Activity -> Set all the entries down again, unaltered.

►

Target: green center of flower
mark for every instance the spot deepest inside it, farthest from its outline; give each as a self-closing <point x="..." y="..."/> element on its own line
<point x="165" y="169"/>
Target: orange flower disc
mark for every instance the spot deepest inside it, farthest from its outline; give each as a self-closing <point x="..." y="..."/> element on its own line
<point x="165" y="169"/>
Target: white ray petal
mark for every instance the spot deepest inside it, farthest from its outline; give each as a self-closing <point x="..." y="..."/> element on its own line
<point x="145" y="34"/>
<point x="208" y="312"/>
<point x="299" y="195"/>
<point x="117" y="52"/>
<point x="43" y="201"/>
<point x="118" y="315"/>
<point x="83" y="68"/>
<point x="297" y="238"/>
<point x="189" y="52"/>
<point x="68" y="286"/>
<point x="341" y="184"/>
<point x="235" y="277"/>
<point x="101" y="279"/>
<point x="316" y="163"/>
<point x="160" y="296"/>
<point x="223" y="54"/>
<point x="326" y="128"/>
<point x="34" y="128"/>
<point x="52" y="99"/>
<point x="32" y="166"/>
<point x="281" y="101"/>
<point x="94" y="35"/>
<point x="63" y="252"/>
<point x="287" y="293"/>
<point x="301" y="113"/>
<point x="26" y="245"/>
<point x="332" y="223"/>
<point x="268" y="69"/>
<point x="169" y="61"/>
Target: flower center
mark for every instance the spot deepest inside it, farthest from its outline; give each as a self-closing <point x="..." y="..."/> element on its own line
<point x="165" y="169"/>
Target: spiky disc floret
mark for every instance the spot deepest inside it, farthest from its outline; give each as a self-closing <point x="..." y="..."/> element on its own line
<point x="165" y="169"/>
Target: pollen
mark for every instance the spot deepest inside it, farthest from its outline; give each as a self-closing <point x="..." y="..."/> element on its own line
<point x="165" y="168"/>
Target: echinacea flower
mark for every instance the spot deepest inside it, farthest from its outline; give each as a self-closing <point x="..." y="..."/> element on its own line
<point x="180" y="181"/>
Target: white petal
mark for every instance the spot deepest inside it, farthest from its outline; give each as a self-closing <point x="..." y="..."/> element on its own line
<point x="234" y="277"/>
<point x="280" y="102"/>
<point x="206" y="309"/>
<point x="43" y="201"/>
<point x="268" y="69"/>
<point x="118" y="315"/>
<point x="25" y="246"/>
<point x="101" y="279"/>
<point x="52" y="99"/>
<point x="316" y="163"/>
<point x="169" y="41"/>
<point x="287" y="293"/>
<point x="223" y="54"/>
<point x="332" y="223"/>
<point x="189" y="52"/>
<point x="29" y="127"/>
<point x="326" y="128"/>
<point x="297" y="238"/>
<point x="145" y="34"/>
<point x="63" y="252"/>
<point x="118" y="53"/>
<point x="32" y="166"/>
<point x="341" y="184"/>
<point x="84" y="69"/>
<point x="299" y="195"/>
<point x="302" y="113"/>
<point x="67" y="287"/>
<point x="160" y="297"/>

◄

Response to this task ->
Target: green center of flower
mark for every instance the spot deepest inside it, farthest from its outline; give each as a self-closing <point x="..." y="..."/> element on its own line
<point x="165" y="169"/>
Target: orange flower disc
mark for every instance the spot deepest inside it, farthest from its outline; give each as a self-closing <point x="..." y="..."/> element on its own line
<point x="165" y="169"/>
Target: white ray petal
mark for every instance the spot deepest inside it, farthest from its outline; give each as a self-closing <point x="..." y="..."/> element on its own line
<point x="145" y="34"/>
<point x="208" y="312"/>
<point x="299" y="195"/>
<point x="117" y="52"/>
<point x="43" y="201"/>
<point x="118" y="315"/>
<point x="83" y="68"/>
<point x="297" y="238"/>
<point x="189" y="52"/>
<point x="68" y="286"/>
<point x="341" y="184"/>
<point x="235" y="277"/>
<point x="101" y="279"/>
<point x="316" y="163"/>
<point x="160" y="296"/>
<point x="223" y="54"/>
<point x="326" y="128"/>
<point x="34" y="128"/>
<point x="52" y="99"/>
<point x="32" y="166"/>
<point x="281" y="101"/>
<point x="94" y="35"/>
<point x="63" y="252"/>
<point x="287" y="293"/>
<point x="301" y="113"/>
<point x="26" y="245"/>
<point x="332" y="223"/>
<point x="268" y="69"/>
<point x="169" y="61"/>
Target: flower center
mark for every instance the spot deepest inside it, farthest from its outline; give each as a self-closing <point x="..." y="..."/> element on its own line
<point x="165" y="169"/>
Target: spiky disc floret
mark for every instance the spot deepest inside it, farthest from its outline; give each as a self-closing <point x="..." y="..."/> element on its own line
<point x="165" y="169"/>
Target: pollen
mark for every instance the spot deepest inside it, farthest from its outline; give each as a self-closing <point x="..." y="..."/> element on its own line
<point x="165" y="168"/>
Target: echinacea flower
mark for every instance the spot deepest inside it, farthest from its outline; give each as a self-closing <point x="..." y="..."/> element on its own line
<point x="180" y="181"/>
Target: white petal
mark for every instance the spot deepest inside it, farthest from its outline; give each as a self-closing <point x="..." y="..."/> element on its own line
<point x="234" y="277"/>
<point x="280" y="102"/>
<point x="206" y="309"/>
<point x="43" y="201"/>
<point x="268" y="69"/>
<point x="118" y="315"/>
<point x="25" y="246"/>
<point x="101" y="279"/>
<point x="52" y="99"/>
<point x="316" y="163"/>
<point x="169" y="41"/>
<point x="287" y="293"/>
<point x="223" y="54"/>
<point x="332" y="223"/>
<point x="189" y="52"/>
<point x="29" y="127"/>
<point x="326" y="128"/>
<point x="297" y="238"/>
<point x="145" y="34"/>
<point x="63" y="252"/>
<point x="118" y="53"/>
<point x="32" y="166"/>
<point x="341" y="184"/>
<point x="84" y="69"/>
<point x="299" y="195"/>
<point x="302" y="113"/>
<point x="67" y="287"/>
<point x="160" y="297"/>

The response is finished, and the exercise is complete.